■ INPUT RECORDS
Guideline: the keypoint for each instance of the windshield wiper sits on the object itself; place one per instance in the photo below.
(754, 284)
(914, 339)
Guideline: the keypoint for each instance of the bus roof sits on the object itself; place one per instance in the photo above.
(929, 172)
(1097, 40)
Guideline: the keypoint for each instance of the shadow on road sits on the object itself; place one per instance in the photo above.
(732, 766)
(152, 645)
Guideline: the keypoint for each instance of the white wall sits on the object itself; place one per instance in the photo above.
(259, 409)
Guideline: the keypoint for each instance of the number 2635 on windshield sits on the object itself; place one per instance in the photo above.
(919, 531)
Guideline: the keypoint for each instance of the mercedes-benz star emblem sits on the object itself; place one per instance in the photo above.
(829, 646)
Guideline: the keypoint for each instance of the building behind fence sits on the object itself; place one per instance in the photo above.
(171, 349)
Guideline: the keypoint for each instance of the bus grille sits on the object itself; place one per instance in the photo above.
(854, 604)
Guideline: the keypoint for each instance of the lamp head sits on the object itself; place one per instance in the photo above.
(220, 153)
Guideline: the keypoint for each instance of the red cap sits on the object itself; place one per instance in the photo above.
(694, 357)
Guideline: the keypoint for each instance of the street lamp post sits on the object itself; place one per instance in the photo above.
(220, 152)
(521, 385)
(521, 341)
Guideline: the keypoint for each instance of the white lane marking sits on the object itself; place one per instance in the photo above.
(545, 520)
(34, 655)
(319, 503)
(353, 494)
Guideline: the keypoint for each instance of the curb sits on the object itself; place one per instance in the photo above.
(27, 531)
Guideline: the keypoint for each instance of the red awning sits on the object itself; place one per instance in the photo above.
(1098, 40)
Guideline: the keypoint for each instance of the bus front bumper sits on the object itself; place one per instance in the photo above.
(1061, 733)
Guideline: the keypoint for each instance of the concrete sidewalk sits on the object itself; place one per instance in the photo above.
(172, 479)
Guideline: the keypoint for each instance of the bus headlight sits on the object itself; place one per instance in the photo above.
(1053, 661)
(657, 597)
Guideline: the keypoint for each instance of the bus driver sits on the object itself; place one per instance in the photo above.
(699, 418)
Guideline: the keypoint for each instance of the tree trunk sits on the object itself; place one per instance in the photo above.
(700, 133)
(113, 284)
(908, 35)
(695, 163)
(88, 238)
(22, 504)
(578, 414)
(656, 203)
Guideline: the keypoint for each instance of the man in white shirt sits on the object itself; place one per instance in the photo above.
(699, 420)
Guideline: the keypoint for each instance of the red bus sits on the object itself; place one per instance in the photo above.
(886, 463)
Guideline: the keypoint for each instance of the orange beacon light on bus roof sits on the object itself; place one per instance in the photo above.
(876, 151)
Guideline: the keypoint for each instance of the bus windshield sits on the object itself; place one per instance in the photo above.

■ EXERCISE DETAILS
Every entry shown earlier is to be returned exactly, line for line.

■ ANSWER FOR THE TASK
Guideline: the keypoint for each instance of the windshield wiper sits on the object itself; place one per instance in the photo below.
(754, 284)
(914, 339)
Guideline: the keypoint for each instance of the bus roof sits on the object itself; place one per instance in the photo above.
(929, 172)
(1097, 40)
Guideline: the keypoint for each instance of the shadow on road sits on the object itself; place one per instance in the photo above.
(732, 766)
(152, 645)
Guideline: the keypoint for each instance of the white wall sits on the object itself; place one per instance in the photo above.
(259, 409)
Guideline: the keypoint for each instance of the number 2635 on windshield sits on the object itself; place one per instance in the photo above.
(919, 531)
Guideline: the keypoint for each instance of the mercedes-benz star emblem sits on the object itself; place one per instance in the photo above.
(829, 646)
Guideline: the keypoint for each instance of the building behind fence sits on the object itself; place one per instance in the photo above.
(171, 349)
Guideline: the keypoint for each instance of the bus grille sits on the object itself; place one per instance in the photo above.
(854, 604)
Guideline: the keypoint for each instance of the lamp head sits on the object itself; place one per instance in the photo above.
(220, 153)
Guideline: the keypoint for each instance of the red cap sits on the object itself; place one per instance in the photo above.
(694, 357)
Guideline: the keypoint for each instance of the street lamp post sits on the object itself; place one per instance in the photo above.
(220, 152)
(521, 385)
(521, 341)
Guideline: the keypoint for each instance of the white lane marking sits on the object itself; place one per instance in the photo above.
(545, 520)
(34, 655)
(319, 503)
(353, 494)
Guideline: the keypoint for each instance of the curb sits on the object itself; place one per instance in the photo above.
(27, 531)
Guideline: the keypoint for each instance of the red awning sits on the object itself; place one per instance in the photo above.
(1098, 40)
Guideline: the keypoint for each instance of the bus front bumper sits on the object itself; place one per instance in the photo above.
(1061, 733)
Guideline: the keypoint for each instance of the concrete sidewalk sits on the object itself; place one per instance in the photo above.
(172, 479)
Guideline: the keypoint for each instance of the bus headlight sits on the object itself; place one per instance in the photo above.
(1053, 661)
(657, 597)
Guideline: the keypoint for each instance of the bus driver sits on the object itself; place one per instance in the photo above.
(699, 418)
Guideline: the keypoint for each instance of the tree trunk sits on the object itself; place one per instance in the photo above.
(700, 133)
(113, 284)
(908, 35)
(695, 163)
(88, 238)
(22, 504)
(578, 414)
(656, 203)
Guideline: the keypoint for each instance of the man in white shirt sits on the object itself; place one per instance in the photo above.
(699, 420)
Guideline: the keypoint for each instance of the red bus sits on the object itself; place one per instance in the photo above.
(886, 463)
Guideline: the keypoint for each instance of the orange beacon light on bus roof sits on the object itself; place one per instance in the photo above.
(876, 151)
Guideline: the keypoint for each instance of the bus windshield sits on the object itself; place one per instance in the photo above.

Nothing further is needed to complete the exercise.